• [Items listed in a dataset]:
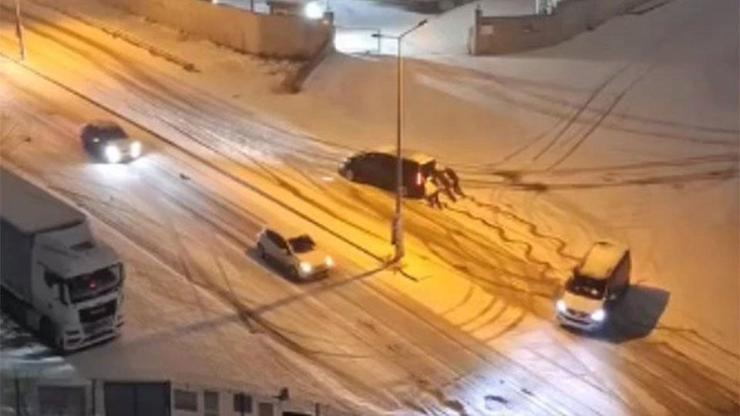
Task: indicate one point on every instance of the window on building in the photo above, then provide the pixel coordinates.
(243, 403)
(186, 400)
(210, 403)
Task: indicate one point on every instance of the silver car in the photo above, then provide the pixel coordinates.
(298, 256)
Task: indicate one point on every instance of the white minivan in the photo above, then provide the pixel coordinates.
(601, 278)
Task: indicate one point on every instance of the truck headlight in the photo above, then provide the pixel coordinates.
(112, 153)
(305, 267)
(598, 315)
(135, 149)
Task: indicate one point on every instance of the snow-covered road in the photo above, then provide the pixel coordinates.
(475, 334)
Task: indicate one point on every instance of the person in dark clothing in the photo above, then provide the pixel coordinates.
(440, 179)
(431, 192)
(455, 181)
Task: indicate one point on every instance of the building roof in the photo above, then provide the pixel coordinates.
(31, 209)
(601, 259)
(409, 154)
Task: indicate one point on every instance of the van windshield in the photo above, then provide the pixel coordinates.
(302, 244)
(586, 286)
(99, 282)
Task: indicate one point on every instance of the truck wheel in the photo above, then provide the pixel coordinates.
(48, 333)
(349, 174)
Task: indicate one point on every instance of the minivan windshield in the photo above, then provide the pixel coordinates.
(302, 244)
(586, 286)
(88, 286)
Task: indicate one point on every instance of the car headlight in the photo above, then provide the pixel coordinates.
(305, 267)
(112, 153)
(135, 149)
(598, 315)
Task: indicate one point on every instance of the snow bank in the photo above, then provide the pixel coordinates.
(260, 34)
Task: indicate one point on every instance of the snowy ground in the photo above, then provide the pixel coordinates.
(634, 158)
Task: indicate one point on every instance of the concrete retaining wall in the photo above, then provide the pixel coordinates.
(492, 35)
(271, 35)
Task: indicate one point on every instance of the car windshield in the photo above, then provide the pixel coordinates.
(88, 286)
(302, 244)
(586, 286)
(112, 132)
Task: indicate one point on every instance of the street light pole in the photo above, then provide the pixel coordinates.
(19, 29)
(397, 237)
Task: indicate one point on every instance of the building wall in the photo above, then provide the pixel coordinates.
(272, 35)
(492, 35)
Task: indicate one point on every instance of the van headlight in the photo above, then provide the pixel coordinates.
(598, 315)
(112, 153)
(305, 267)
(135, 149)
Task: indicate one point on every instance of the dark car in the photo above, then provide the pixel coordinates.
(107, 141)
(378, 168)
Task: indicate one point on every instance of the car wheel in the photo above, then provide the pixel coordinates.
(445, 5)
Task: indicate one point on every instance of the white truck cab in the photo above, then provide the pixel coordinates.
(56, 278)
(601, 278)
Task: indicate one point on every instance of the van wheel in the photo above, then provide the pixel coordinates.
(48, 333)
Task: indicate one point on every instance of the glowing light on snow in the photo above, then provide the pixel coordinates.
(313, 10)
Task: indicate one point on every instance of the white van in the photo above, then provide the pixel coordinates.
(601, 278)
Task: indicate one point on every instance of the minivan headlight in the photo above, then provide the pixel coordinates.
(305, 267)
(135, 149)
(112, 153)
(598, 315)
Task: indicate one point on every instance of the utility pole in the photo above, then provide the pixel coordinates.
(19, 29)
(397, 231)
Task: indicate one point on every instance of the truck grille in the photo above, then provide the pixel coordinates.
(96, 313)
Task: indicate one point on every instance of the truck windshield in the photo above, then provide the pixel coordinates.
(88, 286)
(586, 286)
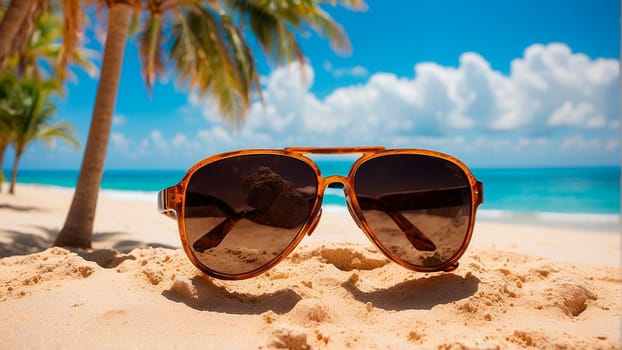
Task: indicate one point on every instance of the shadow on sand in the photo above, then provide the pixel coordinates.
(418, 294)
(204, 295)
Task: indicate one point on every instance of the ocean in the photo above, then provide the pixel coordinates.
(591, 193)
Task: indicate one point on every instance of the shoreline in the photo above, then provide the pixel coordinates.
(517, 287)
(604, 221)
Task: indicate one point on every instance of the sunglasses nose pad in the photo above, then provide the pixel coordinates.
(315, 221)
(351, 210)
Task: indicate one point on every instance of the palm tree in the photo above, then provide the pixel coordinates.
(12, 21)
(7, 86)
(30, 115)
(211, 55)
(44, 51)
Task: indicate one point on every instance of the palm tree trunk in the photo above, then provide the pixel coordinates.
(11, 22)
(2, 149)
(18, 155)
(78, 228)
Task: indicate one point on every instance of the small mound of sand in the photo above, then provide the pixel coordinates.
(349, 258)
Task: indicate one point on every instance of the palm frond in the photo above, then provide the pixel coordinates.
(72, 29)
(205, 59)
(150, 46)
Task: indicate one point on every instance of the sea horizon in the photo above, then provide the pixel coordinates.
(589, 195)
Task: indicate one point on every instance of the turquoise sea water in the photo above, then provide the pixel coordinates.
(548, 190)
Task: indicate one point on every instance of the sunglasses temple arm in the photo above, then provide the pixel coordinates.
(163, 204)
(415, 236)
(215, 236)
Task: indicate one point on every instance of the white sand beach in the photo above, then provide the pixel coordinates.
(519, 285)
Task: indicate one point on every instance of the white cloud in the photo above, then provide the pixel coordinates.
(582, 115)
(470, 108)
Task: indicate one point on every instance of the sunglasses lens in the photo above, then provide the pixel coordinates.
(417, 206)
(243, 212)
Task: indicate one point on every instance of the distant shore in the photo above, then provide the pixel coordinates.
(518, 286)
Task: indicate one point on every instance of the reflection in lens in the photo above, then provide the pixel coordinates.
(417, 206)
(243, 212)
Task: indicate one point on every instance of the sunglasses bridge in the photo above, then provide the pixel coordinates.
(173, 200)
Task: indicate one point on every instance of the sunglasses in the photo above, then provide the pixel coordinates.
(241, 213)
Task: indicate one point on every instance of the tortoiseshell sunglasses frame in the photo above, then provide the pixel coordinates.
(171, 202)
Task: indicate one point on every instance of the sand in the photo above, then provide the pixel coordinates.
(519, 285)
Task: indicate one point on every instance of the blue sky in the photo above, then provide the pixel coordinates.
(495, 83)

• [WHAT NEEDS TO BE DONE]:
Print every line of the data exactly. Pictures do not belong in the copy.

• [RESPONSE BOX]:
Task: indicate one point on every instance of the window on building in the photo above, then provide the pixel coordinates.
(243, 403)
(186, 400)
(210, 403)
Task: indicate one point on every instance of the silver car in the photo above, then provide the pixel coordinates.
(298, 256)
Task: indicate one point on every instance of the white minivan in the photo above, then provide the pixel coordinates.
(601, 278)
Task: indicate one point on every instance of the truck headlight in the photo above, then provide the pixel coordinates.
(112, 153)
(305, 267)
(598, 315)
(135, 149)
Task: indicate one point on every instance of the snow-covered road in the photo above, then provide the pixel coordinates.
(475, 334)
Task: indicate one point on every instance of the person in dark clothing in the photo above, then provide the pixel coordinates.
(440, 179)
(431, 192)
(455, 181)
Task: indicate one point on every instance of the building roof in the photo above, then provide the pixel coordinates.
(31, 209)
(601, 259)
(409, 154)
Task: indicate one point on every instance of the van windshield in the photo above, then provide the pixel coordinates.
(302, 244)
(586, 286)
(99, 282)
Task: indicate one point on every instance of the truck wheel in the photo above, then provide the pixel coordinates.
(48, 333)
(349, 174)
Task: indicate one point on every instance of the minivan windshield in the photo above, then provide the pixel coordinates.
(302, 244)
(586, 286)
(88, 286)
Task: indicate one point on every instance of the car headlight in the photo above, then provide the pixel coordinates.
(305, 267)
(112, 153)
(135, 149)
(598, 315)
Task: indicate one point on every instance of the snow bank in the photo above, then provide the pixel coordinates.
(260, 34)
Task: indicate one point on every instance of the snowy ground in the photo above, then provide the pixel coordinates.
(634, 158)
Task: indicate one point on every instance of the concrete retaining wall in the photo above, then provide the pixel coordinates.
(492, 35)
(271, 35)
Task: indicate one point on every instance of the car windshield in the photo above, then provide the pixel coordinates.
(88, 286)
(302, 244)
(586, 286)
(112, 132)
Task: indicate one point on every instance of the street light pole in the photo above, then provide the pixel coordinates.
(19, 29)
(397, 237)
Task: indicate one point on every instance of the building wall in the photo above, then provide the pixel coordinates.
(272, 35)
(492, 35)
Task: indicate one point on every instance of the van headlight in the photo above, then provide the pixel coordinates.
(598, 315)
(112, 153)
(305, 267)
(135, 149)
Task: indicate one point on every instance of the dark car in the photo above, then provide the pixel coordinates.
(107, 141)
(378, 168)
Task: indicate one point on every instance of the car wheel in the photo above, then provide the pixel coordinates.
(445, 5)
Task: indicate one point on every instance of the white truck cab in the photo above, then provide the pixel coordinates.
(56, 278)
(601, 278)
Task: indicate one point on every instance of the van wheel in the photo above, then provide the pixel coordinates.
(48, 333)
Task: indicate one point on every instance of the glowing light on snow in the photo above, then provide the pixel coordinates.
(313, 10)
Task: indicate one point on every instance of the white van in the photo above, then provide the pixel coordinates.
(601, 278)
Task: indicate one point on every instance of the minivan headlight in the photo above, then provide the pixel coordinates.
(305, 267)
(135, 149)
(112, 153)
(598, 315)
Task: indicate one point on every instance of the utility pole in the photo above, then provide the pixel coordinates.
(19, 29)
(397, 231)
Task: indicate one point on every instance of the truck grille in the photo above, then provide the pixel coordinates.
(96, 313)
Task: indicate one point on every instance of the truck windshield in the photo above, then provide the pixel coordinates.
(88, 286)
(586, 286)
Task: indicate one point on every instance of the shadow on sand in the photo above, then provide the pixel coordinates.
(418, 294)
(204, 295)
Task: indicate one point on every instance of the ocean in the photo above, then provide the pixel coordinates.
(591, 193)
Task: indicate one point on every instance of the shoreline in the photo above, then provide the pixel coordinates.
(517, 287)
(604, 221)
Task: indicate one point on every instance of the sunglasses nose pad in the photo above, then provide the pixel coordinates.
(315, 221)
(351, 210)
Task: indicate one point on every instance of the palm tree in the photo above, then provide the pixel coordinates.
(12, 21)
(7, 86)
(30, 115)
(211, 55)
(44, 51)
Task: indicate one point on every instance of the palm tree trunk in the photo above, then provide the pixel coordinates.
(11, 22)
(2, 149)
(18, 155)
(78, 228)
Task: indicate one point on every instance of the small mound of sand in the photo above, then provide the pixel coordinates.
(349, 258)
Task: indicate one point on every instance of the palm frond in the photo above, then provide the pixel coordinates.
(72, 29)
(205, 59)
(150, 46)
Task: indicate one point on every instance of the sea horizon in the photo above, then provide the pixel coordinates.
(589, 195)
Task: indicate one point on every instance of the turquoise sea water in the photo above, then provide the pixel coordinates.
(548, 190)
Task: indicate one point on every instance of the sunglasses temple arm in the photo above, then provide the pixel coordinates.
(163, 204)
(415, 236)
(215, 236)
Task: indicate one point on every instance of the white sand beach in the photo above, then provide the pixel coordinates.
(519, 285)
Task: indicate one point on every instance of the white cloud in the photo above, then provide the pixel coordinates.
(582, 115)
(470, 108)
Task: indicate one point on every instance of the sunglasses lens in the photo above, then provide the pixel coordinates.
(417, 206)
(243, 212)
Task: indicate one point on every instance of the distant shore in the photo above, then provide the pixel coordinates.
(518, 286)
Task: indicate one point on every instance of the reflection in lens in the photo above, then provide the pixel coordinates.
(417, 206)
(243, 212)
Task: indicate one point on every instance of the sunglasses bridge in the photo above, then provide the pixel coordinates.
(173, 200)
Task: indicate one point on every instance of the sunglasses in the photo above, then provide the pixel coordinates.
(241, 213)
Task: indicate one point on every instance of the tortoiseshell sunglasses frame in the photo above, then provide the pixel coordinates.
(171, 202)
Task: indicate one point on every instance of the sand in the photo above, then provide the pixel coordinates.
(519, 285)
Task: indicate one point on every instance of the blue sky in the photo above, then provide the pixel coordinates.
(495, 83)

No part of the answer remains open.